▶ _PROBLEM_: Please copy exactly the lines that begin with the one containing "Phrase: shower curtain folds" and end with the last line of the entries.

____ DATASET RECORDS

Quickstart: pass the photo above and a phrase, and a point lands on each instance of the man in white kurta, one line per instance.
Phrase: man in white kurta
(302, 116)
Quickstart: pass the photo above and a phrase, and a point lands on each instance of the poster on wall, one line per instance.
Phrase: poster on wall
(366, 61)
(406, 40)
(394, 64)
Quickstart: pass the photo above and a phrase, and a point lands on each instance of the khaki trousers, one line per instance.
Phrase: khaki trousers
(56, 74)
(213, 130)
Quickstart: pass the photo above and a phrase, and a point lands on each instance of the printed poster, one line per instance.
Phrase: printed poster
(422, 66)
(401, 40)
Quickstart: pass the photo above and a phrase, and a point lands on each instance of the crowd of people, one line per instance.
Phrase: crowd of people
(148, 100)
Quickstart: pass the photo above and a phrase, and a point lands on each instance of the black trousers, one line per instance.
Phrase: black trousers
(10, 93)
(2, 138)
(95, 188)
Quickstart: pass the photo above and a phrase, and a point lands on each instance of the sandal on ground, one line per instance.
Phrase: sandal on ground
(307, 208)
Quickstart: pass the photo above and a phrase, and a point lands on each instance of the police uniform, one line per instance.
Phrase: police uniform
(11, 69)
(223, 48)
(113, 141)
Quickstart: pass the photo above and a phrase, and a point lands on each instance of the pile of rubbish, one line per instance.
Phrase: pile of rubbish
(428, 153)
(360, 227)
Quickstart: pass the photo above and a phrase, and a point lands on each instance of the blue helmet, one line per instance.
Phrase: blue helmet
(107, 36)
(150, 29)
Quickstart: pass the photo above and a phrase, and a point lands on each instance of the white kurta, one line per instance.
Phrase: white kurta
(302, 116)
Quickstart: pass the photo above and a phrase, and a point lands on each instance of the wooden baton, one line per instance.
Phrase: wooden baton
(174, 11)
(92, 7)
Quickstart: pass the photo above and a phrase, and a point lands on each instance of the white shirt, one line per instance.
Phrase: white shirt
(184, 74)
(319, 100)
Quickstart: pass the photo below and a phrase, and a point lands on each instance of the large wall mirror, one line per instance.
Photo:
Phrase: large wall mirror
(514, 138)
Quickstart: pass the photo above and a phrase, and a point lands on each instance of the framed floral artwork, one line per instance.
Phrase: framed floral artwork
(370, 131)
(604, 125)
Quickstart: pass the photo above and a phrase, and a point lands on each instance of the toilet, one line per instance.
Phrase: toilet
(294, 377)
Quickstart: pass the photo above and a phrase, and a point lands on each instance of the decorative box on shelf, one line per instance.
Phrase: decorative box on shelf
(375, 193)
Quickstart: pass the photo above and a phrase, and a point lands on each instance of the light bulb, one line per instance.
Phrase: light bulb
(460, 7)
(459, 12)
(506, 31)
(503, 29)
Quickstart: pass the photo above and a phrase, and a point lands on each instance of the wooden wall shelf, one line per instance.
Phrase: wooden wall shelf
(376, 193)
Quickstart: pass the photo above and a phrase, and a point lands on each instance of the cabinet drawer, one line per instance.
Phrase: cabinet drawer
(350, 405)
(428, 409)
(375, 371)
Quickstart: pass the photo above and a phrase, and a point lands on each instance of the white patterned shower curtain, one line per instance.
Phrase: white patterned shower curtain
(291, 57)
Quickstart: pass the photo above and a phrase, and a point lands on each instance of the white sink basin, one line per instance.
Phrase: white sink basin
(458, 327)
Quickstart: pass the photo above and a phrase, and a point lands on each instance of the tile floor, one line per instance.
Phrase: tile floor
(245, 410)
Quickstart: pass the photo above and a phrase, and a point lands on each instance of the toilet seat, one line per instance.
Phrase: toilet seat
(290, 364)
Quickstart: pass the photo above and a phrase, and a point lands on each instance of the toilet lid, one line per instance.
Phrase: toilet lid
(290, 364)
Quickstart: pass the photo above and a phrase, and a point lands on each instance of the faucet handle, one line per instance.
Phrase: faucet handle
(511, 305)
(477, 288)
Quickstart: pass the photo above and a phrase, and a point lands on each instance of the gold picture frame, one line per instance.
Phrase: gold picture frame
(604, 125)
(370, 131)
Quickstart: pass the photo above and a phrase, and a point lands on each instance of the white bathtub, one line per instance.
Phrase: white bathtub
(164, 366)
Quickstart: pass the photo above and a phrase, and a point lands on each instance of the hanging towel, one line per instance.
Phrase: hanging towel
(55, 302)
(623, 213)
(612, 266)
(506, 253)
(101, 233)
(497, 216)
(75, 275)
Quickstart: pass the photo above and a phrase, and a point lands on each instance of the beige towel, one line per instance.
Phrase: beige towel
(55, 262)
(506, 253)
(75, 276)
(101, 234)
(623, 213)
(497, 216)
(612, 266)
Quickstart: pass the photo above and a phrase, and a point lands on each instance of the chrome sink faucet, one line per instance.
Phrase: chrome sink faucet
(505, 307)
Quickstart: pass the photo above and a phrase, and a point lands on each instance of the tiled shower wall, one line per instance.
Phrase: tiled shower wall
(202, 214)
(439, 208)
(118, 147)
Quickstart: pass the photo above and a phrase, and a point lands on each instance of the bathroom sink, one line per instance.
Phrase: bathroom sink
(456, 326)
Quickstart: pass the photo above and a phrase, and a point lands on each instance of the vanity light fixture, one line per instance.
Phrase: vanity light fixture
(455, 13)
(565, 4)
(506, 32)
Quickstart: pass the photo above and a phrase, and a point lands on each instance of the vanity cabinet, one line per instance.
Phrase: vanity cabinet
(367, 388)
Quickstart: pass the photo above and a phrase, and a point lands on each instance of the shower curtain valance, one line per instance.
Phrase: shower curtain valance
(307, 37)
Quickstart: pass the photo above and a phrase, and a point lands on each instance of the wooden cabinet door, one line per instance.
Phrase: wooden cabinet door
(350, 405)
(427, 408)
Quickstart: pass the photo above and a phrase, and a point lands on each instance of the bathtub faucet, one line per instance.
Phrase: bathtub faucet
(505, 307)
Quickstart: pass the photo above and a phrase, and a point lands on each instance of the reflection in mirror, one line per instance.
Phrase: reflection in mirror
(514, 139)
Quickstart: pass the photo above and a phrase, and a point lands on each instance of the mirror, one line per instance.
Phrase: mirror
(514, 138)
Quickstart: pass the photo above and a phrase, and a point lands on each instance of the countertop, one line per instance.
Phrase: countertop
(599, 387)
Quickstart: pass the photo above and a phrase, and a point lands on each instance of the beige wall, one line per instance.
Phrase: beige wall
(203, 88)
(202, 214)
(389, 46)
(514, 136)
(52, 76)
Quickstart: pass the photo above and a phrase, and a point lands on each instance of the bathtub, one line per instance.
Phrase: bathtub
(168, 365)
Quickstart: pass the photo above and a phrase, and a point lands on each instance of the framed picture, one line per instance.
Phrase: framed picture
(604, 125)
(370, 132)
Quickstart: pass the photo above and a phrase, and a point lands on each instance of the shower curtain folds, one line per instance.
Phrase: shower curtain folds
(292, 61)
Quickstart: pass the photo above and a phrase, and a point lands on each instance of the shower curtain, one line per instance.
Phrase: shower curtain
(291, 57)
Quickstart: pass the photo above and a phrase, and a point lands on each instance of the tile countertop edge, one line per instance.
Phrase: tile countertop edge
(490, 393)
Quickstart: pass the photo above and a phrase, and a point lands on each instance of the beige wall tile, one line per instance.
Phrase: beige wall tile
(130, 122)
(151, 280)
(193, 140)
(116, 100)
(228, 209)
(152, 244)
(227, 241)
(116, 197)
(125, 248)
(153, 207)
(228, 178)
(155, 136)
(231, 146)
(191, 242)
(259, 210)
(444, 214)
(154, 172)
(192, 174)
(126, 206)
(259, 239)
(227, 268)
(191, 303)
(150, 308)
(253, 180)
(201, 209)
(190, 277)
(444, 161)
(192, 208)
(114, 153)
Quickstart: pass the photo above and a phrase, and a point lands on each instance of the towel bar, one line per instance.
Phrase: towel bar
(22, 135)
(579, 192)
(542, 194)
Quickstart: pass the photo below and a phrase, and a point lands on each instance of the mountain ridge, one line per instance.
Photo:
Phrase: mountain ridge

________

▶ _REPLY TO THE EXERCISE_:
Phrase: shower curtain folds
(292, 61)
Quickstart: pass the photo above and a phrase, and a point lands on each instance of the shower curtain, one line per instance.
Phrase: shower curtain
(291, 57)
Quickstart: pass the photo above and a phrase, and a point lands on each instance of the tile countertop edge, one line per instance.
Phrase: tile countertop edge
(490, 393)
Quickstart: pass the photo above and a phrase, and a point lands on each instance of the beige wall tile, one line per instance.
Phrase: beige wall tile
(130, 122)
(151, 280)
(193, 140)
(116, 100)
(228, 209)
(152, 244)
(227, 241)
(116, 197)
(125, 248)
(153, 207)
(228, 178)
(155, 136)
(231, 146)
(191, 242)
(259, 210)
(444, 214)
(154, 172)
(192, 174)
(126, 206)
(259, 239)
(227, 268)
(191, 303)
(150, 308)
(253, 180)
(201, 209)
(190, 277)
(444, 161)
(192, 208)
(114, 153)
Quickstart: pass the photo above and a phrase, and a point lands on each instance of the towel bar, one line per instance.
Phrase: towel bar
(22, 135)
(579, 192)
(542, 194)
Quickstart: pass the photo below and a phrase, and a point lands on each instance of the mountain ridge, one line per instance.
Photo:
Phrase: mountain ridge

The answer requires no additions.